*TEXT SHOWN*.
---

You can find more information here:
https://cwiki.apache.org/confluence/display/FLINK/FLIP-27%3A+Refactor+Source+Interface

On Wed, Feb 12, 2020 at 11:30 AM Akshay Aggarwal <
akshay.aggar...@flipkart.com> wrote:

> Thanks Aljoscha. Is there a JIRA where this is getting tracked?
>
> ~Akshay
>
> On Wed, Feb 12, 2020 at 1:56 PM Aljoscha Krettek <aljos...@apache.org>
> wrote:
>
>> Hi,
>>
>> I'm afraid your analysis is 100% correct. Currently there's no
>> out-of-box feature for dealing with this but our work on a new source
>> interface ([1]) will enable us to add a feature that we call "event-time
>> alignment" where source readers would slow down reading from certain
>> source partitions if their watermark advances to far beyond the minimum
>> watermark over all source partitions.

---

*DATASET ROWS*.
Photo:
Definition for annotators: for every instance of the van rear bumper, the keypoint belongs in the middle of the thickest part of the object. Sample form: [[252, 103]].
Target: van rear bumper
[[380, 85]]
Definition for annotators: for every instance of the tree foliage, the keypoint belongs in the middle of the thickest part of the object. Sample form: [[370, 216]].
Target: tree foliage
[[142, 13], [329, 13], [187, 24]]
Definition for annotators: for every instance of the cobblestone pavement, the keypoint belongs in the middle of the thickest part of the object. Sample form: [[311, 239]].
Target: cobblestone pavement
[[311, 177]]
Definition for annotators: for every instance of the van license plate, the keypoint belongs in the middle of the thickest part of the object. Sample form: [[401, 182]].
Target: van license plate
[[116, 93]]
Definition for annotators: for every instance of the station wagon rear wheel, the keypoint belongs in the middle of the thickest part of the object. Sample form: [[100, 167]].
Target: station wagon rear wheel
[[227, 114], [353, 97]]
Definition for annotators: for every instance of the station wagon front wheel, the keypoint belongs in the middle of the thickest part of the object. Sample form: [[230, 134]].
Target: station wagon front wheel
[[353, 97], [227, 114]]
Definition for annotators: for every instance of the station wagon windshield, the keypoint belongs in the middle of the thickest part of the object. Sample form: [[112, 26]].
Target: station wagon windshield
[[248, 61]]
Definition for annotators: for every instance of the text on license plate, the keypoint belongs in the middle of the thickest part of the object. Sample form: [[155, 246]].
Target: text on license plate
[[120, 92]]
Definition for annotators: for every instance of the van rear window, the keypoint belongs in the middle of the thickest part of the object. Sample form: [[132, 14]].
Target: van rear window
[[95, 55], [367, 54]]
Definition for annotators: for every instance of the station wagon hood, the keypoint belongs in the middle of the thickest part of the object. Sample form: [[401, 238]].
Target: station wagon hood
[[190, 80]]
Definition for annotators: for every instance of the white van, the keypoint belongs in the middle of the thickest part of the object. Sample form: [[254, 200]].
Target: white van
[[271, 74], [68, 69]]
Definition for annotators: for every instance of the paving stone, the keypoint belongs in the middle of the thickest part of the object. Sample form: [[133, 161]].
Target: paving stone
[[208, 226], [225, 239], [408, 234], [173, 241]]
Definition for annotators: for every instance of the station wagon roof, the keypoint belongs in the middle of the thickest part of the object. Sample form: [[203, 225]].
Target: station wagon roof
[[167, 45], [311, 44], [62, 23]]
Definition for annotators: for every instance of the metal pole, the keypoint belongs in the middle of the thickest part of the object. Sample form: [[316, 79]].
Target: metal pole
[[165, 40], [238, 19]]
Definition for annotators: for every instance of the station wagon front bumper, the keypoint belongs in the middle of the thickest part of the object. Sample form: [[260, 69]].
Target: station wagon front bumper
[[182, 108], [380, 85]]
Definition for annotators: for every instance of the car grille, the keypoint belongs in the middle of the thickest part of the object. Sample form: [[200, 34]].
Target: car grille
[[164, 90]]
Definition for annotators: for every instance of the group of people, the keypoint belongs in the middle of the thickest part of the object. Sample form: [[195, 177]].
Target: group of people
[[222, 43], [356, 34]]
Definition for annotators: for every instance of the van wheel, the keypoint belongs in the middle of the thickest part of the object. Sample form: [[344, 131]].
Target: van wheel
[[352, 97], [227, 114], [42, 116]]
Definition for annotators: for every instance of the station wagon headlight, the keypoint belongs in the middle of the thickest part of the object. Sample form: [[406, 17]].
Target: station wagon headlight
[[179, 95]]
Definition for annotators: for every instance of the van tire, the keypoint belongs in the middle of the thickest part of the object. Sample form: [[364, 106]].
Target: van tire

---

*PROBLEM TO WORK ON*.
In the mailing-list thread, what does the reply call the feature that the new source interface will make possible?

*TASK RESPONSE*.
Event-time alignment.